Start at the words "Gerald Ford walked" in the blog post and stop after "Satan and Saddam.". Write that passage again, swapping "Gerald Ford" for "Gerald R. Ford".

**Selected text**
▼
This was featured on Huffington Post Today:
“ABC News: If Senators Knew Then What They Know Now, By 57 To 43 They Would Have Voted Against Going To War…”
It boggles my mind to think that there are still even 43 people in America (not to mention “Senators”) that still would vote for this incredible waste of lives and money. I guess their minds were occupied by worries that Lindsay Lohan would have complications from having her her appendix removed, or that Brittany Spears might have marks on her cheek from sleeping on the floor. Why is so much MSM space wasted every day on so many people that have done nothing for the world except use up its resources? Perhaps it would help our senses if people were taught to ignore the wildly waving hand and look to see what the other one is doing?
Gerald Ford walked on water?
For many reasons, bringing DumbOld Rumfilled, Slick Dick Cheezy, and Henry Kissassinger out from under their collective rocks for example, I really can’t buy into the re-writing of history that’s going on now to make Gerald Ford into a “decent, if mis-understood” politico. If for nothing else, Ford’s letting Nixon off the hook is good enough reason to hope he’s part of a South Park type of three-some with Satan and Saddam.
An email poured in, asking for a little bit of information about me, in a round-a-bout way. Hmmm, I’m old enough to remember when Dennis Miller was funny. Stop your laughing, he was once a sharp and well timed comedian, honest. Now he’s the main weasel whore in charge of what passes for humor, working at the Fox mega conglomerate. I think he’s in serious need of a visit from Orkins to get that bug out of his ass.
I’m also old enough to remember being tear-gassed several times while living in Berkeley, and having a small photography business next door to the stringed instrument repair shop of Mr. Campbell Coe, a legend that walked and talked almost like a mortal. Campbell was the go-to guy (spoken highly of by Jerry Garcia) if your mandolin needed to be re-surfaced, or your Martin needed the machines replaced to be able to hold tune. He was driving an old Opel mini wagon with license plates from China, they were several years out of date but obscure enough that the Berkeley P.D. ignored him. Sorely missed is an understatement indeed.
Is he still dead? (Saddam, not Jerry Ford)
▲
**Data for analysis**
▼
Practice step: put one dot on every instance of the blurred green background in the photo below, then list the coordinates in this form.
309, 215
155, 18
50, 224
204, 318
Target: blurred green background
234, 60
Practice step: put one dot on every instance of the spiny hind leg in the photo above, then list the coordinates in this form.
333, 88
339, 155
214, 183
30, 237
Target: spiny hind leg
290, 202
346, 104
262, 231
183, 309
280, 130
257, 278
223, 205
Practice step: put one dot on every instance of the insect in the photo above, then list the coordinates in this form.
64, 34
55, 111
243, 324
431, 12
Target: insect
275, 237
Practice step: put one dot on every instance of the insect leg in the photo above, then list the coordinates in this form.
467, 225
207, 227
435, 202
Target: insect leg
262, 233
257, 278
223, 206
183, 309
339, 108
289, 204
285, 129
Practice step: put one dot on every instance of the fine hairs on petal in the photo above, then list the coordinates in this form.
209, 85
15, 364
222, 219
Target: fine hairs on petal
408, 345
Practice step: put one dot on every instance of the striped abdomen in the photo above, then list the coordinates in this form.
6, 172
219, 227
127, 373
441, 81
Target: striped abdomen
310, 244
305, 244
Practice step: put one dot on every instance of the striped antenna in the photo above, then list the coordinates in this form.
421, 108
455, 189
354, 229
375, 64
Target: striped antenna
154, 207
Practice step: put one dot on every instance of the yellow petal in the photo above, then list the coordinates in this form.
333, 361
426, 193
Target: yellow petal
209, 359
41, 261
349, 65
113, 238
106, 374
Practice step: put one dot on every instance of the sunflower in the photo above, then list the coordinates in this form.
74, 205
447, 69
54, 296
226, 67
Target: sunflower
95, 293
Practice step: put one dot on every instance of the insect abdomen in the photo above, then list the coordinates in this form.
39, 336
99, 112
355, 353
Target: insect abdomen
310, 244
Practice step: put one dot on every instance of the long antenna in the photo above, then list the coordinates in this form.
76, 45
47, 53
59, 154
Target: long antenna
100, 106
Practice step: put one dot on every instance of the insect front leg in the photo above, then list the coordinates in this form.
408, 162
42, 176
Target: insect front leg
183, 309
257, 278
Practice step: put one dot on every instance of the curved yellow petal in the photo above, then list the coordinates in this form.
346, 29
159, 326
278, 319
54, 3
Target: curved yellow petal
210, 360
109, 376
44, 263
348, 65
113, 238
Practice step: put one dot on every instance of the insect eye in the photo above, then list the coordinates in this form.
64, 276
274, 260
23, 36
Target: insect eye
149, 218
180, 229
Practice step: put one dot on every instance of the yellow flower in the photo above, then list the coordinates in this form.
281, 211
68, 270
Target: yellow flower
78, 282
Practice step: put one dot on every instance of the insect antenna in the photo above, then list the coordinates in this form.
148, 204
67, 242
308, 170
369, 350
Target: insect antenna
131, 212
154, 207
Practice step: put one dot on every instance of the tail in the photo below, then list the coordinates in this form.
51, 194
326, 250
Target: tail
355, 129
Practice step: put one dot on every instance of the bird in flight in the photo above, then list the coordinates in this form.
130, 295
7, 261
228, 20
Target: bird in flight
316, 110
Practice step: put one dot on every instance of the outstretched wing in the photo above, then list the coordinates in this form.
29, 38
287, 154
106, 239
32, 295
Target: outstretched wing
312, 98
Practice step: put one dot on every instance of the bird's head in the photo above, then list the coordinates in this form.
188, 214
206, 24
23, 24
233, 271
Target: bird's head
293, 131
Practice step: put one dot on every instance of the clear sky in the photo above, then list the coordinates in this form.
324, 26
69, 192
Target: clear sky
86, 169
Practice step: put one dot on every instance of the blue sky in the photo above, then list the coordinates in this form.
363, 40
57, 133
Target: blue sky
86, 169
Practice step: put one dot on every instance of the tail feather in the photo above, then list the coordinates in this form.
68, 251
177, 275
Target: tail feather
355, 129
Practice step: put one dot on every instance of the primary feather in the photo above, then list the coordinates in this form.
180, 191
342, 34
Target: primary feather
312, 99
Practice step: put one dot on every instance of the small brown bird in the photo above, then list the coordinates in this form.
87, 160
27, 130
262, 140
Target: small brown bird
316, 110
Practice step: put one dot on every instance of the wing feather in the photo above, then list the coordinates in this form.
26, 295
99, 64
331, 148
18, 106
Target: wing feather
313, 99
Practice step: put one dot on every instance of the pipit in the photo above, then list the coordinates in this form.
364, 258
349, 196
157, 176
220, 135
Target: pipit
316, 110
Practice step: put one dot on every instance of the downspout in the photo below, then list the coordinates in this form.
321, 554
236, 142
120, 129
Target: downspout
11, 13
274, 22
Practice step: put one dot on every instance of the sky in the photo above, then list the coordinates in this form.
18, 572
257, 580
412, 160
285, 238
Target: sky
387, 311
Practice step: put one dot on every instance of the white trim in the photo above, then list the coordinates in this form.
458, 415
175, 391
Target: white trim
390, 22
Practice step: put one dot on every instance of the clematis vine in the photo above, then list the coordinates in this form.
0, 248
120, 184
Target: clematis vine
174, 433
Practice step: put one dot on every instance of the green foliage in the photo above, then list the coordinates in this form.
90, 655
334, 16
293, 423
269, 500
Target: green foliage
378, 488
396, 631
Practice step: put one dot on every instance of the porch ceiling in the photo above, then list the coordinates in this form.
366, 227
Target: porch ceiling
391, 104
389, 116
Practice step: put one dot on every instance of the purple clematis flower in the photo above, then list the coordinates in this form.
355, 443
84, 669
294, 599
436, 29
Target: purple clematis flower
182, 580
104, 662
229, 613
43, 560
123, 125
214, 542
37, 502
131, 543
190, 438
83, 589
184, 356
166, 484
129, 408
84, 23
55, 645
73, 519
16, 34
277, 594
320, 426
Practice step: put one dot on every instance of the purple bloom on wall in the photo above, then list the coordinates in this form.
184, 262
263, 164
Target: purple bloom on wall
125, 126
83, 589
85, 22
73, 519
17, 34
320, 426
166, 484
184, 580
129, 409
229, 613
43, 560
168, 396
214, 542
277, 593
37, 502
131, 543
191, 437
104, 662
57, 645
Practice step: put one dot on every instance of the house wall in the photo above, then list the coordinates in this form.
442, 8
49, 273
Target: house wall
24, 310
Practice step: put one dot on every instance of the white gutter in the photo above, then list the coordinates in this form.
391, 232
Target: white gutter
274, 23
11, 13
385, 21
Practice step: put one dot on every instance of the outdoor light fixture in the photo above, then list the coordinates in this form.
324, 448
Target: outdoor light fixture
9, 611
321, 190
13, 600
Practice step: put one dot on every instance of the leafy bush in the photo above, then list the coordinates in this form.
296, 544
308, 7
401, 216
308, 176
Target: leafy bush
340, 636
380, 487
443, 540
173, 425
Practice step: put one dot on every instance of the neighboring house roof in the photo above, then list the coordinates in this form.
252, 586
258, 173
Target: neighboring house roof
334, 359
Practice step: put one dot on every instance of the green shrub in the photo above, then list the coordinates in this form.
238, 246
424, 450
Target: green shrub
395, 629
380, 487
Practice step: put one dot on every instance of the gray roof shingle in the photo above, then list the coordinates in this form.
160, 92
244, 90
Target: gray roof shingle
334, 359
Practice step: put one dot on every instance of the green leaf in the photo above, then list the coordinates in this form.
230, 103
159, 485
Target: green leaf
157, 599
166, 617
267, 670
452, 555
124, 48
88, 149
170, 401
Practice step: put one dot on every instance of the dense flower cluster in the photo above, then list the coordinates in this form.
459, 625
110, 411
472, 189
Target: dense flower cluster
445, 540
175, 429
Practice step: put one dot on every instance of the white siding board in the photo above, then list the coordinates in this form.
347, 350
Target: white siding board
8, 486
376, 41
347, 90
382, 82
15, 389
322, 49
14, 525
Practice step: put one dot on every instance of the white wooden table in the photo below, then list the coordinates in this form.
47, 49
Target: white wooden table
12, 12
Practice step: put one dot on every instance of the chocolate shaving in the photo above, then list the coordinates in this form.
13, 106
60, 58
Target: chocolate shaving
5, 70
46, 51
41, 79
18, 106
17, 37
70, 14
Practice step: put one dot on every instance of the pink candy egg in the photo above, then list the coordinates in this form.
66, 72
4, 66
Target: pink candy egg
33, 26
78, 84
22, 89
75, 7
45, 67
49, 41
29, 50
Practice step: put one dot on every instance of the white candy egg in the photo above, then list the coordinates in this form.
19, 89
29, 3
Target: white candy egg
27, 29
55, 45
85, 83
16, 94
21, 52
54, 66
▲
**Result of this task**
Gerald R. Ford walked on water?
For many reasons, bringing DumbOld Rumfilled, Slick Dick Cheezy, and Henry Kissassinger out from under their collective rocks for example, I really can’t buy into the re-writing of history that’s going on now to make Gerald R. Ford into a “decent, if mis-understood” politico. If for nothing else, Ford’s letting Nixon off the hook is good enough reason to hope he’s part of a South Park type of three-some with Satan and Saddam.